* Problem to work on: Copy out everything in the listing below, from the line containing "bus tire, each" down to the end of the listing, with no changes.

- - -

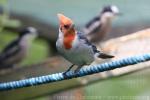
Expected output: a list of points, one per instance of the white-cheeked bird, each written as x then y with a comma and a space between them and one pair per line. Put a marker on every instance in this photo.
97, 28
18, 49
74, 46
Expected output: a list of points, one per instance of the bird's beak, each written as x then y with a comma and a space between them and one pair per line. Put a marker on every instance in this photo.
63, 20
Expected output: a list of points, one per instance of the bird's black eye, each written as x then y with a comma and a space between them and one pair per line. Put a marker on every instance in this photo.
66, 26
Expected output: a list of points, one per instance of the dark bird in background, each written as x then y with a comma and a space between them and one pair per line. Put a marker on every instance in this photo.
98, 27
17, 50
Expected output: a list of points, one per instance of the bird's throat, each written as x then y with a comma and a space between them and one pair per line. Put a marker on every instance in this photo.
68, 39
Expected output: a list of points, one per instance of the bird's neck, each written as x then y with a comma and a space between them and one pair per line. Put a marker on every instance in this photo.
68, 39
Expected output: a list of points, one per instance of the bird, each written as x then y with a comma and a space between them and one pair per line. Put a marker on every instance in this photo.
97, 28
74, 46
15, 52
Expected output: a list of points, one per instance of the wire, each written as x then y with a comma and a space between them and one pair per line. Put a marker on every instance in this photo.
69, 75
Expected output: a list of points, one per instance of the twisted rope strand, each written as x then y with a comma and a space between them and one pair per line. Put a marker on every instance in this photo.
83, 72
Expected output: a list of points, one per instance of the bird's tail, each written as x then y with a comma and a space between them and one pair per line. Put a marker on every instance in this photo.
103, 55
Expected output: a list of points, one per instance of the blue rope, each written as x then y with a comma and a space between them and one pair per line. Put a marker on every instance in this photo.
83, 72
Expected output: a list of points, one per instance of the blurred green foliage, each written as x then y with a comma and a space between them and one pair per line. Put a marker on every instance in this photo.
38, 50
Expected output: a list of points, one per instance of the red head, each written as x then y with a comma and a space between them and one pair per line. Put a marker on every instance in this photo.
67, 28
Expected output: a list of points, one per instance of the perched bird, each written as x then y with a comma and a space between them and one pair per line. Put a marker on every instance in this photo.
17, 50
98, 27
74, 46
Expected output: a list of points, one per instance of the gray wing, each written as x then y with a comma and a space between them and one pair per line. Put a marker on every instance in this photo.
92, 25
82, 36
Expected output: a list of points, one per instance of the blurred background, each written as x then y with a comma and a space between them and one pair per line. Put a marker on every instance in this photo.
43, 58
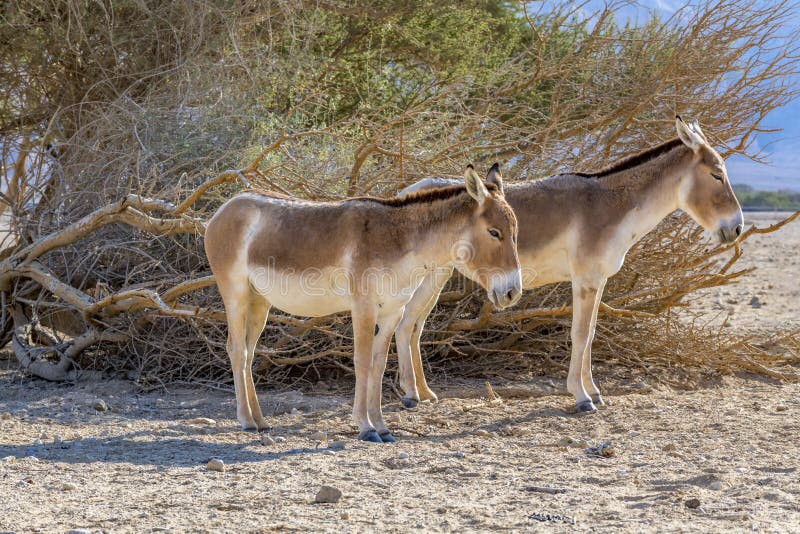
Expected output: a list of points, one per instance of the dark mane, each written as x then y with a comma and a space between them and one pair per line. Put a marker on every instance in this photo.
423, 195
634, 160
418, 197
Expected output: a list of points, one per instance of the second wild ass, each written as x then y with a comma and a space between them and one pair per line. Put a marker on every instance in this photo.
578, 227
365, 255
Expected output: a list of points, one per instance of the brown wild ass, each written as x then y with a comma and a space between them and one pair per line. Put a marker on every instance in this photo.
366, 255
579, 227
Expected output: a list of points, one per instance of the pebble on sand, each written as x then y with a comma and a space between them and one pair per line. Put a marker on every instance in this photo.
201, 421
215, 464
328, 494
692, 503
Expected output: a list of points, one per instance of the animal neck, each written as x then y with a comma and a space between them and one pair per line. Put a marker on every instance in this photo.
651, 190
432, 229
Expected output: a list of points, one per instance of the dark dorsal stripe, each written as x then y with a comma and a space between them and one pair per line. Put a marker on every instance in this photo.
633, 161
418, 197
423, 195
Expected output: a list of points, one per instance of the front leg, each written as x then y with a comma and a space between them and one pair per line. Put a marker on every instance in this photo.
586, 367
387, 324
407, 338
364, 318
584, 306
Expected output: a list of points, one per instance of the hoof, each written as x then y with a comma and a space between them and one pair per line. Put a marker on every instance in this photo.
585, 407
387, 437
430, 396
409, 403
370, 435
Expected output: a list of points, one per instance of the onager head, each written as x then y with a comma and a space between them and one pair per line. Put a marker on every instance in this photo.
487, 248
706, 193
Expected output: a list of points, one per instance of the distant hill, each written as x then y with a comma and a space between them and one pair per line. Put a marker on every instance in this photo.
752, 199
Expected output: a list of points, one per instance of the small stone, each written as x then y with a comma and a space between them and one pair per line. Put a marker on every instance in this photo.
201, 421
604, 450
328, 494
215, 464
692, 503
569, 441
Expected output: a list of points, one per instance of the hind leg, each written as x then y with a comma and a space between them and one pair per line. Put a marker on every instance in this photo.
256, 319
236, 311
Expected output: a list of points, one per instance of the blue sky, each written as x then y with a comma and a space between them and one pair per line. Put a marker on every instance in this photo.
781, 150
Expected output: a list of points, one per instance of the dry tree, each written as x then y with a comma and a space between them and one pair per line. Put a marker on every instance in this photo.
108, 180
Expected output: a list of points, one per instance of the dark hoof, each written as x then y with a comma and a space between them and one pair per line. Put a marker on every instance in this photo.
370, 435
585, 407
409, 403
387, 437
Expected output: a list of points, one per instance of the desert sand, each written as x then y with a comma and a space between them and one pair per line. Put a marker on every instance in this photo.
100, 455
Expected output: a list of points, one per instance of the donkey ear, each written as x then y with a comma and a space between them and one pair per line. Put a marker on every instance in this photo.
690, 134
475, 186
494, 177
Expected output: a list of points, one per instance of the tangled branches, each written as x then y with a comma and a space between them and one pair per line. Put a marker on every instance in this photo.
111, 167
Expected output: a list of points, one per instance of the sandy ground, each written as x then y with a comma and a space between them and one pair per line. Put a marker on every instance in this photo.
723, 457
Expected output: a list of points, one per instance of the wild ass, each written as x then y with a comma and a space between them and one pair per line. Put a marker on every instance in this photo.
366, 255
579, 227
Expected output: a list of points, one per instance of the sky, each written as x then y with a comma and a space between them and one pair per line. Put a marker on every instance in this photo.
781, 150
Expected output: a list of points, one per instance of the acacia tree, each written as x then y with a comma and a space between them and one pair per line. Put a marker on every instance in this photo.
117, 123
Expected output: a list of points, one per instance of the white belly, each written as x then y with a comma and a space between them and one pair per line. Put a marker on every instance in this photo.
313, 293
544, 266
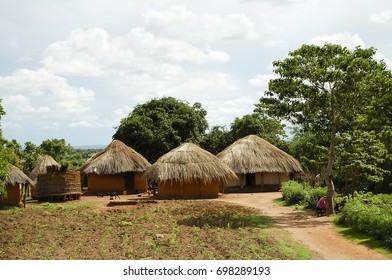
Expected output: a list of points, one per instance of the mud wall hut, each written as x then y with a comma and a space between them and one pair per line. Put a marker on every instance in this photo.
16, 185
117, 168
259, 165
43, 164
189, 171
59, 185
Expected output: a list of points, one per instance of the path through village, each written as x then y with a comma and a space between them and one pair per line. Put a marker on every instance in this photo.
317, 233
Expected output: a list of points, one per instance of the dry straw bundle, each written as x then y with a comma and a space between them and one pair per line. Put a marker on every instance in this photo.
189, 163
253, 154
114, 159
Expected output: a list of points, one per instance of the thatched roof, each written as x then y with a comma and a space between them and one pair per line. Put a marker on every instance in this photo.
188, 163
16, 176
253, 154
114, 159
42, 165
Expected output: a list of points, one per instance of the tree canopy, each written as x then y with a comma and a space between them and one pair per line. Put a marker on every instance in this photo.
324, 89
160, 125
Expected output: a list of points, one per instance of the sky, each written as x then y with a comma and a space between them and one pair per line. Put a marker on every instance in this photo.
73, 69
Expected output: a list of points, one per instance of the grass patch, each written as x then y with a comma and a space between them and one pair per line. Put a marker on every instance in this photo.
186, 230
364, 239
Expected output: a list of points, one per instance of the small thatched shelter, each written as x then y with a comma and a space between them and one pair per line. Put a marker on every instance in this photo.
59, 185
42, 166
189, 171
117, 168
259, 165
16, 185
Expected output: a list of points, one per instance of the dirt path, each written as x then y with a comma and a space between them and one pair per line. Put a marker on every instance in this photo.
317, 233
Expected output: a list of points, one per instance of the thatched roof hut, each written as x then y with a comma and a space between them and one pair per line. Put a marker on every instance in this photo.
259, 163
43, 164
59, 185
116, 168
187, 171
16, 184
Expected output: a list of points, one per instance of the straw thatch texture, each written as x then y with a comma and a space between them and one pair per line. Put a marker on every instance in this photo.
15, 183
16, 177
114, 159
189, 163
59, 183
253, 154
43, 164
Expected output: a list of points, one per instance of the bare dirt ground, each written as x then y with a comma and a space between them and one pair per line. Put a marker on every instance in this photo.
317, 233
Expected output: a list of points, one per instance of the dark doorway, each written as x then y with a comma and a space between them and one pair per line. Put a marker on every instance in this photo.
251, 179
129, 182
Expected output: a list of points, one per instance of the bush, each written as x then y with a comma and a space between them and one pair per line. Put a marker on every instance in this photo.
296, 193
371, 215
312, 196
293, 192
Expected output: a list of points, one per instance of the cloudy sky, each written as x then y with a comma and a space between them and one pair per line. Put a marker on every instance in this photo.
73, 68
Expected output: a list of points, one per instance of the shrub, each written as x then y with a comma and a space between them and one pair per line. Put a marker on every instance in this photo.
312, 195
296, 193
371, 215
293, 192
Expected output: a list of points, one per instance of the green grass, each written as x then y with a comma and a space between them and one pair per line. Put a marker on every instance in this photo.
185, 229
363, 239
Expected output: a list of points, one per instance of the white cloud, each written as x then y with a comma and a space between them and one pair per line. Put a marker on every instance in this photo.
21, 104
382, 17
345, 39
261, 80
179, 22
53, 97
93, 52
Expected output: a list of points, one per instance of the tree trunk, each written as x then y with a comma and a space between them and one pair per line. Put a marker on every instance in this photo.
330, 185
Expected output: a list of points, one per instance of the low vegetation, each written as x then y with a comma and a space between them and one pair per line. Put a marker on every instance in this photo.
364, 213
369, 214
158, 230
295, 193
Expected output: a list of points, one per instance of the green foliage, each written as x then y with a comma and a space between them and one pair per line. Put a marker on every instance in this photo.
370, 214
58, 149
157, 126
216, 140
258, 124
311, 149
360, 156
294, 193
326, 90
30, 155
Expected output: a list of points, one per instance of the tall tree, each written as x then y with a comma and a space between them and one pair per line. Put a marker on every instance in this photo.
159, 125
3, 157
360, 156
323, 87
59, 149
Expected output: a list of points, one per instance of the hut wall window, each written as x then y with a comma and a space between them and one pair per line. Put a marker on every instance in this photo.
251, 179
129, 182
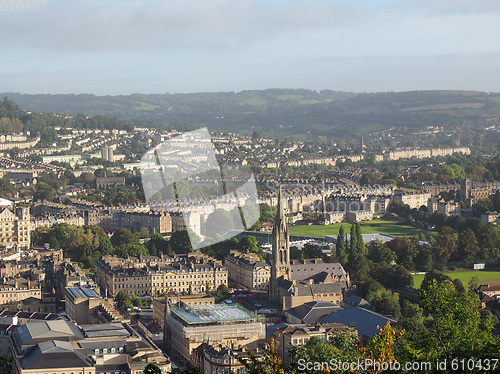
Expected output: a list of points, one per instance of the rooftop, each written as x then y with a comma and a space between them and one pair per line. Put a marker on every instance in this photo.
210, 313
81, 292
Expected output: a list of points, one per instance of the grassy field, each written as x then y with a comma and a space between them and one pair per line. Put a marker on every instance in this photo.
388, 226
485, 277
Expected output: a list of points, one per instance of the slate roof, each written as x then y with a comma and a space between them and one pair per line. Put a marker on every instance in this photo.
356, 301
364, 321
36, 332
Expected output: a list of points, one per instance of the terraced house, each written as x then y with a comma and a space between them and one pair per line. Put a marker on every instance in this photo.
152, 276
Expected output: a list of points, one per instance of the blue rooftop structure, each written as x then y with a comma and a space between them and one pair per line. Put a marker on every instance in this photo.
80, 292
364, 321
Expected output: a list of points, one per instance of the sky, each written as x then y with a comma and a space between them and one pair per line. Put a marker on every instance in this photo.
113, 47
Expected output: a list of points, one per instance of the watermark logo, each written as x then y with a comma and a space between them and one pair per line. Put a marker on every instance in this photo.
214, 202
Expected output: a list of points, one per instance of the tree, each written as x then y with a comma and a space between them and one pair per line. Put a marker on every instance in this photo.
424, 259
312, 251
123, 300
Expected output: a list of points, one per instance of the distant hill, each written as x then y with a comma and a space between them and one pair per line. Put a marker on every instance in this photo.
284, 112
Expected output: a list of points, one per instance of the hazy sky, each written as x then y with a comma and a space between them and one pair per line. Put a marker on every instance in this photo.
152, 46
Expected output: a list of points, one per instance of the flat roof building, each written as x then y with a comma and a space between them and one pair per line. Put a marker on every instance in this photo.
218, 325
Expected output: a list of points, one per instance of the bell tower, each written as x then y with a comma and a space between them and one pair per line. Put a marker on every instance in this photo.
280, 266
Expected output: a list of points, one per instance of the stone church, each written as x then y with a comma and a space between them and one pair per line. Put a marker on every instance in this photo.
294, 283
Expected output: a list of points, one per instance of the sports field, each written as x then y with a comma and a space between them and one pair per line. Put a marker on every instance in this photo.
388, 226
485, 277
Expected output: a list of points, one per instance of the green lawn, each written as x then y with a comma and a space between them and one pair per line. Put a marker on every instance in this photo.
388, 226
485, 277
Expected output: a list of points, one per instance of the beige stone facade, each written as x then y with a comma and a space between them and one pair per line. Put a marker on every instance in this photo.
294, 335
248, 270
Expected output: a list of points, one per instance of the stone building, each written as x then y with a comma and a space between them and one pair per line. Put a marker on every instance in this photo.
248, 270
289, 291
219, 325
15, 227
154, 276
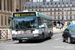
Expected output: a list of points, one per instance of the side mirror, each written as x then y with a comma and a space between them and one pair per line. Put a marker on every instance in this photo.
42, 26
66, 31
9, 20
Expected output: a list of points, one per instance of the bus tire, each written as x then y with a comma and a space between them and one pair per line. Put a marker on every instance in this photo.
50, 35
42, 39
20, 41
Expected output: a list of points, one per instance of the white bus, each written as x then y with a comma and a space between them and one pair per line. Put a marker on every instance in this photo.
31, 25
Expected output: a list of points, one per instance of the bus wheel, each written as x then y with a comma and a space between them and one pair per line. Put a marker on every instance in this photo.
50, 35
42, 39
20, 41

- - -

* Response to this exercise:
Expected output: a list of points, one per instance of the bus tire, each written as x then y with a comma and a space between them and one pair per line. Put a marker on every instance in this photo.
50, 35
42, 39
20, 41
Expected output: a list of points, one per instance of the white bus, each written as x then y with a comma and a space between them and one pair per line. Put a marker on every instance in this photo.
31, 25
Expected output: a list of points, one per instance of the bus wheel, each written as x then y with a comma and a space between them and one pair per line. Put a marker on every instance in this photo.
50, 35
42, 39
20, 41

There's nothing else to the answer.